Stored items
* * * *
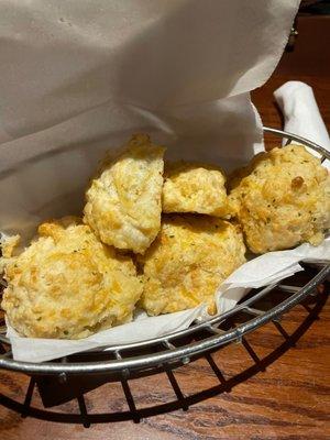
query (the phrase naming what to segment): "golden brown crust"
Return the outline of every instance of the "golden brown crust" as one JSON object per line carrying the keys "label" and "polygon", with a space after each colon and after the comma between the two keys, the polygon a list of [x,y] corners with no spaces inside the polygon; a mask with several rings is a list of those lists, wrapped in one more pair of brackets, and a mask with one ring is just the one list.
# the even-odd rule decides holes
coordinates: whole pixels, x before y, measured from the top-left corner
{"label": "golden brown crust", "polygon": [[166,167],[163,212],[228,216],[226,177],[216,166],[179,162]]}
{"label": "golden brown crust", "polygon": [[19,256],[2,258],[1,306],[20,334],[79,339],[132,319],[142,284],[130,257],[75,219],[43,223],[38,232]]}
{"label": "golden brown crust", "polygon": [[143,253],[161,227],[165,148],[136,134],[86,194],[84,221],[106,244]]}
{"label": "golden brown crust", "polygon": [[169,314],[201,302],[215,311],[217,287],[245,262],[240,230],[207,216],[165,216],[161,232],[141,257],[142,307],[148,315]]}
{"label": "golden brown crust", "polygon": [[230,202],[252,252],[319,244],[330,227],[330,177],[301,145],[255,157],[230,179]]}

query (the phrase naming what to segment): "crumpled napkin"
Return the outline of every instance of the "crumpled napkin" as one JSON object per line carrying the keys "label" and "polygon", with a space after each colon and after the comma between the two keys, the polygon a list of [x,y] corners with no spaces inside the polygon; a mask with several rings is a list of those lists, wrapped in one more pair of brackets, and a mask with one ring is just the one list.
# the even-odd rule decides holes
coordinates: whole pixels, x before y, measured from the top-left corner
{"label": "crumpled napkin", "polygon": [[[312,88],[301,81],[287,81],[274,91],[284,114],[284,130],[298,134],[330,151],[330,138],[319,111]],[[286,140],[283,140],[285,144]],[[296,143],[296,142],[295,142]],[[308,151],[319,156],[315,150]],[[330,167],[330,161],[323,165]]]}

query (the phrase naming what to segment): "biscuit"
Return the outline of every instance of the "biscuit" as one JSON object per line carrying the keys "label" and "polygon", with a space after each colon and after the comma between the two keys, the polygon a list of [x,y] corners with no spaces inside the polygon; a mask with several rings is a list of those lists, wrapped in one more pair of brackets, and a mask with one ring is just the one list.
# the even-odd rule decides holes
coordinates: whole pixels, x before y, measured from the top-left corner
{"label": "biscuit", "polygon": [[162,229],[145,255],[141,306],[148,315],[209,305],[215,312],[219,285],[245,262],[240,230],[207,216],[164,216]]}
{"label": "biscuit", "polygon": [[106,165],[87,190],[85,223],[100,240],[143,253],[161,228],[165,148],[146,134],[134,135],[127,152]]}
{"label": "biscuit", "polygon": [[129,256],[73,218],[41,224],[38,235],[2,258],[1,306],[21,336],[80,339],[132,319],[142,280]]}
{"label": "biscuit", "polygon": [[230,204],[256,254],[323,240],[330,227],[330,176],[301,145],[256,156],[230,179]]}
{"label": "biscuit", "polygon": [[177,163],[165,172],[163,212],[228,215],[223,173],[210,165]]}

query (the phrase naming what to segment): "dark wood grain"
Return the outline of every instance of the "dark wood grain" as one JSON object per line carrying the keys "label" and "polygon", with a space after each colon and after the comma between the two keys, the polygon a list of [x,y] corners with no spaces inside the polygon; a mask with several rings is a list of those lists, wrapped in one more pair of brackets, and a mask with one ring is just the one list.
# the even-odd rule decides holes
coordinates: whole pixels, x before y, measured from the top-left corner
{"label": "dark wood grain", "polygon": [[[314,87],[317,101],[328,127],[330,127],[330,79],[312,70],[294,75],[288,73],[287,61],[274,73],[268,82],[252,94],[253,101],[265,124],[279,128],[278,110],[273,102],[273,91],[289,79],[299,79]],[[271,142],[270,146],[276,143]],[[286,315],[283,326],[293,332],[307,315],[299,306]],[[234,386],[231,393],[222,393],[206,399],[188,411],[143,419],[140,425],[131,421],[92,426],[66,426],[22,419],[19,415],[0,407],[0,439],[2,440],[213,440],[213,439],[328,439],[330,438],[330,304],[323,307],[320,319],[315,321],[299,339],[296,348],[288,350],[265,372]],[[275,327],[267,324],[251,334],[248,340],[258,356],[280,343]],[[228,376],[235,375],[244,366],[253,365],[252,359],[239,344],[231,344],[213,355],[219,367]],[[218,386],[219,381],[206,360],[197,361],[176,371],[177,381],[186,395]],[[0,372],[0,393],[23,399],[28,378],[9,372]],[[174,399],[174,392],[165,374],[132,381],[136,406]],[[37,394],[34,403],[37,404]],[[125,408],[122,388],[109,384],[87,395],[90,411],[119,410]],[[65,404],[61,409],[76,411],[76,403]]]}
* * * *
PROBLEM REQUIREMENTS | Pull out each line of the data above that contains the string "query". Treat uppercase and lowercase as different.

FINAL RESULT |
query (the phrase naming what to segment): "golden brown crust"
query (the phrase naming what to segment): "crumpled napkin"
query (the phrase naming what to segment): "biscuit"
query (the phrase naming what to segment): "dark wood grain"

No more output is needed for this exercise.